Questions and notes from workshop day 5

Day 5 - 18/09/2024

Icebreakers

How would you explain your current job to someone in the year 1700? (if you don't know, write what you do and we'll try to figure out!)

What's the best documented project you've seen?

Do you prefer reading short social media posts or long blogs? How about short code snippets or long source codes? short social media posts: o long blogs: oooo short code snippets: oooooo long source code: both short (professional) social media posts and long blogs (different goal):oo

Questions from day 4

  1. For the conda environment, is it recommended to use these for R scripts as well (i.e., the YAML file), and to post this on GitHub with your script so people can set up the environment and then copy your script, or is it recommended to use CRAN or Bioconductor?

    • I would recommend the first, use the YAML file to list the dependencies and channels, and version control this files such that it is part of your GitHub repository. Then it is available for other people to copy/reuse.
  2. Can you clarify how dependencies and channels are related? I am a bit unclear about the difference.

    • Here is snippet of the YAML file that creates the coderefinery Conda environment:
    name: coderefinery
    channels:
    - conda-forge
    - defaults
    - bioconda
    dependencies:
    - python>=3.10
    - click=8.1.7
    - ipywidgets=8.1.2
    - jupyterlab=4.1.2
    

    The channels are the places where conda will search for packages. Here we have 3 channels. The packages that will be searched for and installed are listed under dependencies. The dependencies are the software being installed.

  3. If packages are the highest level, containing metadata, data, and functions, and loading the library creates the environment and contains all the functions in that package?

    • in Python import SOMENAME basically runs SOMENAME.py or SOMENAME/__init__.py and makes all of those available via SOMENAME.* - was that the question?
    • I meant in R?
  4. ~/Library/Caches/org.R-project.R/R/renv/cache/v5/macos/R-4.4/aarch64-apple-darwin20 --> apparently I had tried to do renv::init() in R but it said there was already an renv in my home directory (see above), how/when are these created and can you have more than one, just in dif subfolders? I am not sure I fully understand this workflow: renv::init(), renv::snapshot() and renv::restore().

    • Can someone who knows R more answer this?
  5. Can you explain the idea of .gitignore?

    • The purpose of .gitignore is to list files or subdirectories that you don't want to be version controlled. Here is the content of a .gitignore from a repository in CodeRefinery:
    *~
    public/
    static/processed_images/
    

    This states that any temporary emacs files, these are named anytext.txt~, should not be version controlled. Likewise, any files under the subdirectory public and static/processed_images. Git will not care about files created in these subdirectories.

  6. Are lock files typically in .json formats?

    • renv.lock files are in json format, https://rstudio.github.io/renv/articles/renv.html. But other lock files don't have to be in json format.

• _Data listing_:
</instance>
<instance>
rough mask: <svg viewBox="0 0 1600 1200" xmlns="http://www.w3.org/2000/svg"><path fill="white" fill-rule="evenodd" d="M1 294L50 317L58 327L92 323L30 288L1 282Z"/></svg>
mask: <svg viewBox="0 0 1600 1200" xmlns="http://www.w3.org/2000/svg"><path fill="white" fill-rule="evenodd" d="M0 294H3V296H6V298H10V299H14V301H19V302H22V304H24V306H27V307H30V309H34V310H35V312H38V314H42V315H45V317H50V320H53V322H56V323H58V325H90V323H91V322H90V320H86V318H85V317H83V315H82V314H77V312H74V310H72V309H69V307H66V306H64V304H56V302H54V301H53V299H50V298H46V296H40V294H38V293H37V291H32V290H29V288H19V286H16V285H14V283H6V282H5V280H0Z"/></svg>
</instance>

• _Work instructions_:
a: According to the workshop notes, what is the purpose of .gitignore?
b: Rewrite the part of the workshop notes that begins at "Questions and notes" and stops after "project you've seen?", substituting "1800" for "1700".

• _Response list_:
a: It lists files or subdirectories that you don't want to be version controlled.

b:
Questions and notes from workshop day 5

Day 5 - 18/09/2024

Icebreakers

How would you explain your current job to someone in the year 1800? (if you don't know, write what you do and we'll try to figure out!)

What's the best documented project you've seen?